STORED ROWS:

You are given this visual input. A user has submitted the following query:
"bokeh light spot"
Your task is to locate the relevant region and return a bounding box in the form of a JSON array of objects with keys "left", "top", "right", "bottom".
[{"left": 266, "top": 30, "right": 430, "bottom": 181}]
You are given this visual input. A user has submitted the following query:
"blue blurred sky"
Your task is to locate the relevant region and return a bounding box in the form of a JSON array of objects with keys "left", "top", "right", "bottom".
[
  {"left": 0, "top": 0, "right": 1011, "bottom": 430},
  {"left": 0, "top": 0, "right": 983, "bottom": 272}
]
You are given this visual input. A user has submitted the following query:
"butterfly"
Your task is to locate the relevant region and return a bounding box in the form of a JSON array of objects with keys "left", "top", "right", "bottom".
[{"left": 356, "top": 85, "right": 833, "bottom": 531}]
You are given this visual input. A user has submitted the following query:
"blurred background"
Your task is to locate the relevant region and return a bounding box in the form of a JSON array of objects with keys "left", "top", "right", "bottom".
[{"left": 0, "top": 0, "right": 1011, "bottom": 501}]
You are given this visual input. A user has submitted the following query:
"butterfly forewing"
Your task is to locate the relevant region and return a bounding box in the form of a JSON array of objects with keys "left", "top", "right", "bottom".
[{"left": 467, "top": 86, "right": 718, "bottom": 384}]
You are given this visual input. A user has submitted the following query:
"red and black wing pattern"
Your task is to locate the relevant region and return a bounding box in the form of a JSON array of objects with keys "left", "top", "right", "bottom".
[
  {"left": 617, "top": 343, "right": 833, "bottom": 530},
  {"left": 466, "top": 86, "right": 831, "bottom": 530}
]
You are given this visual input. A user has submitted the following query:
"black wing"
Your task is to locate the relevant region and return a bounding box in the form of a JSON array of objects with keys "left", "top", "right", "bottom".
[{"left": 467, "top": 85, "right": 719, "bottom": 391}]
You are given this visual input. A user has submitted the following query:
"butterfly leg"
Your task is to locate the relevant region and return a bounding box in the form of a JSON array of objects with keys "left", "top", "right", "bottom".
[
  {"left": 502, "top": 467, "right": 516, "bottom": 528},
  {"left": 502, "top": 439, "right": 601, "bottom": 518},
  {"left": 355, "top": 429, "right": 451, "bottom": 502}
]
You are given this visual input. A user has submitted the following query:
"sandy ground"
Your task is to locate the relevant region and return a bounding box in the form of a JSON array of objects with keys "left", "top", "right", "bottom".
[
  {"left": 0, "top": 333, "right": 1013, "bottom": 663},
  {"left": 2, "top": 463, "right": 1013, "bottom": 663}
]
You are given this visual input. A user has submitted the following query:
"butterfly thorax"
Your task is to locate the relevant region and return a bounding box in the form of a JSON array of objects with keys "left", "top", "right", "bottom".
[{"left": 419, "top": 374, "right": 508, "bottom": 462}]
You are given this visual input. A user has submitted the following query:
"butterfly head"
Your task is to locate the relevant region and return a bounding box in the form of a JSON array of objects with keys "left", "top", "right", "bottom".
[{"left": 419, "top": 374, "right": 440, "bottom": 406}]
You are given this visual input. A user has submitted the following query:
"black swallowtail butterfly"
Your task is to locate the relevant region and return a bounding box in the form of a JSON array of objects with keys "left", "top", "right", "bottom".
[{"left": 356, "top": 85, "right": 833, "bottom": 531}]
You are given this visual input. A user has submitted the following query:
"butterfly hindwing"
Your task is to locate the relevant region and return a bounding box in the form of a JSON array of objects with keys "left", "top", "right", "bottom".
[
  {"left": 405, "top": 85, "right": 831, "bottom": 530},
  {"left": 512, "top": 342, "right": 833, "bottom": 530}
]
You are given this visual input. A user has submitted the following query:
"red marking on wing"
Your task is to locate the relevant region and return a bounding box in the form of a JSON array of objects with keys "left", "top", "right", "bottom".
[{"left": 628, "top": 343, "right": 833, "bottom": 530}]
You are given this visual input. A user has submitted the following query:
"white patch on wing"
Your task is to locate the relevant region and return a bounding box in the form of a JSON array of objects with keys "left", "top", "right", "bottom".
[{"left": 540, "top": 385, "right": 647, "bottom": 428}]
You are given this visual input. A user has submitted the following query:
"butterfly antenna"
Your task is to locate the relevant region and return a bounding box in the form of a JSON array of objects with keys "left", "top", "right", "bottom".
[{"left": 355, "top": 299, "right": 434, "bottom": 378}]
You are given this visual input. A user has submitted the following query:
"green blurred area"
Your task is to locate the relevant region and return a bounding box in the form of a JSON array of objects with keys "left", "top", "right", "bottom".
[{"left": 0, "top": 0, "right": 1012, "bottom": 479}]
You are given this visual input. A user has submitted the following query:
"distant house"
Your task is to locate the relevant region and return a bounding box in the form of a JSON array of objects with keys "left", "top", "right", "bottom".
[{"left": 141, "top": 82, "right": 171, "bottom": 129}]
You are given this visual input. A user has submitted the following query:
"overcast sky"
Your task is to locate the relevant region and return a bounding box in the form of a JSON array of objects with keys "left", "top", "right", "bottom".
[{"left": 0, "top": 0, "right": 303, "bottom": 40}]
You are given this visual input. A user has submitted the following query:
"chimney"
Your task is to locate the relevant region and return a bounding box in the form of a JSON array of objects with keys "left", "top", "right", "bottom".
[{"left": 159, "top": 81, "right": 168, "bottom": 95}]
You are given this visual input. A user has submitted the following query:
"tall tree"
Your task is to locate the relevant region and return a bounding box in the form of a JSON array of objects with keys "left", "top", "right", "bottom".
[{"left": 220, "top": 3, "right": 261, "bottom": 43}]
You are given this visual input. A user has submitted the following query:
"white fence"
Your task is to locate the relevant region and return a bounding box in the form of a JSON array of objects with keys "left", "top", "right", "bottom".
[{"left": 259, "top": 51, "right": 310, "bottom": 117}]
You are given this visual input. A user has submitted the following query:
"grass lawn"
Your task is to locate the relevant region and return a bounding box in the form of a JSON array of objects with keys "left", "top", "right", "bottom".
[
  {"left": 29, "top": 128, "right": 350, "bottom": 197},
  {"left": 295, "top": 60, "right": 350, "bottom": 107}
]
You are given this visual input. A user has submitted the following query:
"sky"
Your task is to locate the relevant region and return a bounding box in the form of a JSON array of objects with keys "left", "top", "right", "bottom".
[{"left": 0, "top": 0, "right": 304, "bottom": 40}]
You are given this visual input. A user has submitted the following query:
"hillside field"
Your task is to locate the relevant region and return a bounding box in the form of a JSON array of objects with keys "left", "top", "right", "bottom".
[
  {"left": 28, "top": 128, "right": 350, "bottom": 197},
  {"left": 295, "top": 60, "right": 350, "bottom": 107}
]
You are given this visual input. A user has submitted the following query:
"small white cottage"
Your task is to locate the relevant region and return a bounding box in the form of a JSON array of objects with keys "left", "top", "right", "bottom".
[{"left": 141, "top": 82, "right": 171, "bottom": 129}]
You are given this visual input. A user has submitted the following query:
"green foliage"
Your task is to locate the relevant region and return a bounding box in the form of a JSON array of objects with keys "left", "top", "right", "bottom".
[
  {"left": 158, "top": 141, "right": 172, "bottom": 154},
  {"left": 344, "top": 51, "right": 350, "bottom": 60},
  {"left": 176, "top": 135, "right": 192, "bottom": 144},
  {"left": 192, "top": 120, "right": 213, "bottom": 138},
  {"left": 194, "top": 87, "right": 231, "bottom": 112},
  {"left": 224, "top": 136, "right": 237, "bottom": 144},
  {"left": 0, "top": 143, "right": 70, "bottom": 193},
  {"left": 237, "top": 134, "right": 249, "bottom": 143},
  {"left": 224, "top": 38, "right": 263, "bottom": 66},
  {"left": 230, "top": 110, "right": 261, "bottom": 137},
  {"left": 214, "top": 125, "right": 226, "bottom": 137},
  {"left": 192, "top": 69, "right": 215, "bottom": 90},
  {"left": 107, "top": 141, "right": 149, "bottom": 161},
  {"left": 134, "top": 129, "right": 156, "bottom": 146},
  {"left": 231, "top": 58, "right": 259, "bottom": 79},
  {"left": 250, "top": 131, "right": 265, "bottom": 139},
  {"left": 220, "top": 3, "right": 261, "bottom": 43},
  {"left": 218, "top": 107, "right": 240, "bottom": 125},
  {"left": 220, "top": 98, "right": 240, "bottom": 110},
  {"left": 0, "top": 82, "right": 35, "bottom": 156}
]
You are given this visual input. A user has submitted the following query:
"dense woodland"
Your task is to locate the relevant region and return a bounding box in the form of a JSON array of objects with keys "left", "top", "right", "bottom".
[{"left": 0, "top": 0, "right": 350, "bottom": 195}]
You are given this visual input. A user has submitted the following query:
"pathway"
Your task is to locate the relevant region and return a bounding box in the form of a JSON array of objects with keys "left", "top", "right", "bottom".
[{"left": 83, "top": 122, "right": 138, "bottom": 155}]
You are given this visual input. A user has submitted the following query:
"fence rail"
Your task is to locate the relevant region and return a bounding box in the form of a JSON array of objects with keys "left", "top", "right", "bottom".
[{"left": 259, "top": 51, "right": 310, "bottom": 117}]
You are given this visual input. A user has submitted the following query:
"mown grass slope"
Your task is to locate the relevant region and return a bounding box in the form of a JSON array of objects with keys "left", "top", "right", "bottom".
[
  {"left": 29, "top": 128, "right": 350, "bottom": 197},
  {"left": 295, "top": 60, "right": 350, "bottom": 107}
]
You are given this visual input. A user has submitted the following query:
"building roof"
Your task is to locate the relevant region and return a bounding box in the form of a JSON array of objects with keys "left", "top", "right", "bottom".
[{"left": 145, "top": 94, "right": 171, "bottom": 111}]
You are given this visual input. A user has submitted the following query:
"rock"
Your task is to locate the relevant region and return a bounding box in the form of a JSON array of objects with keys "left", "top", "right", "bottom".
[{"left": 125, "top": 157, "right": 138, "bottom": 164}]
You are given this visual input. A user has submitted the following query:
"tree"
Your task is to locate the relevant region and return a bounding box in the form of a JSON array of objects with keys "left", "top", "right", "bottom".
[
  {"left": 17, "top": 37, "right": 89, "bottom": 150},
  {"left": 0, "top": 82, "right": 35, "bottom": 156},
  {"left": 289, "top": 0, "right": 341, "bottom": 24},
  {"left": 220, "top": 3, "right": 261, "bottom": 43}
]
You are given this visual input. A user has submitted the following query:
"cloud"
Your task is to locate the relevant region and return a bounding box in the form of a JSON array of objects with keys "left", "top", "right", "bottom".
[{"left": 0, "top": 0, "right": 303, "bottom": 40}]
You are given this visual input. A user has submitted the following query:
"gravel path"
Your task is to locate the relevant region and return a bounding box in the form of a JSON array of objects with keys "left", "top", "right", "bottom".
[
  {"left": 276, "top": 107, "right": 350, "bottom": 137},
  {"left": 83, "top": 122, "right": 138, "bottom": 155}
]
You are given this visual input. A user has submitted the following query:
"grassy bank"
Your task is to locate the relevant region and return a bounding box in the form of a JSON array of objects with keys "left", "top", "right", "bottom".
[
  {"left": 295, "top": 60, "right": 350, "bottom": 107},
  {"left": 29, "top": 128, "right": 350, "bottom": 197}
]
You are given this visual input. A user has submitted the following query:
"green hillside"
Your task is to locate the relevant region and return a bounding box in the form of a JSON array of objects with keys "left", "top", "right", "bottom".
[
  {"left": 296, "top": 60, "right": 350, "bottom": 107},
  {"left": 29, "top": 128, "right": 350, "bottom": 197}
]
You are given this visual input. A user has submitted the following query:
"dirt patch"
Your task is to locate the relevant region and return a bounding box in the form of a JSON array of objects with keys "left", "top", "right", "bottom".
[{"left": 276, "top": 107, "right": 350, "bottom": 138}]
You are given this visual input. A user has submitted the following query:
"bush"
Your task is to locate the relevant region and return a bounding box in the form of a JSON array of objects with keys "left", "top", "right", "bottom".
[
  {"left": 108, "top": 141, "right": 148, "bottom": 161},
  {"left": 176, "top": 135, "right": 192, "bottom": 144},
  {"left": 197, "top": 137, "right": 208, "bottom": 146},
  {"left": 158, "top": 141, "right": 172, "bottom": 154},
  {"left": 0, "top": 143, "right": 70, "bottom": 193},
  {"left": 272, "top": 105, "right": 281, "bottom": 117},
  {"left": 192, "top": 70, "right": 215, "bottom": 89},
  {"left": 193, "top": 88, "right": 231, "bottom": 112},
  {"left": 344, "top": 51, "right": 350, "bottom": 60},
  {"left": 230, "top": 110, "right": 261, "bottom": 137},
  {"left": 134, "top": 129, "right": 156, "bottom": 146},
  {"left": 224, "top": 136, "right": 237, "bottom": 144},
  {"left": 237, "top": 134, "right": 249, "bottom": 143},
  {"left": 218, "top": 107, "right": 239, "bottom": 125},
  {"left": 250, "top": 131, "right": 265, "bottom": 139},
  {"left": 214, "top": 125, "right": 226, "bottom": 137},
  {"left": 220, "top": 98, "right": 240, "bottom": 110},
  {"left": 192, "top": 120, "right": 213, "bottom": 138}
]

EXERCISE OBJECTIVE:
Pick out each line of the listing above that contains the word "blurred", and copy those lines in full.

WORKED SOLUTION:
"blue blurred sky"
"blurred background"
"green blurred area"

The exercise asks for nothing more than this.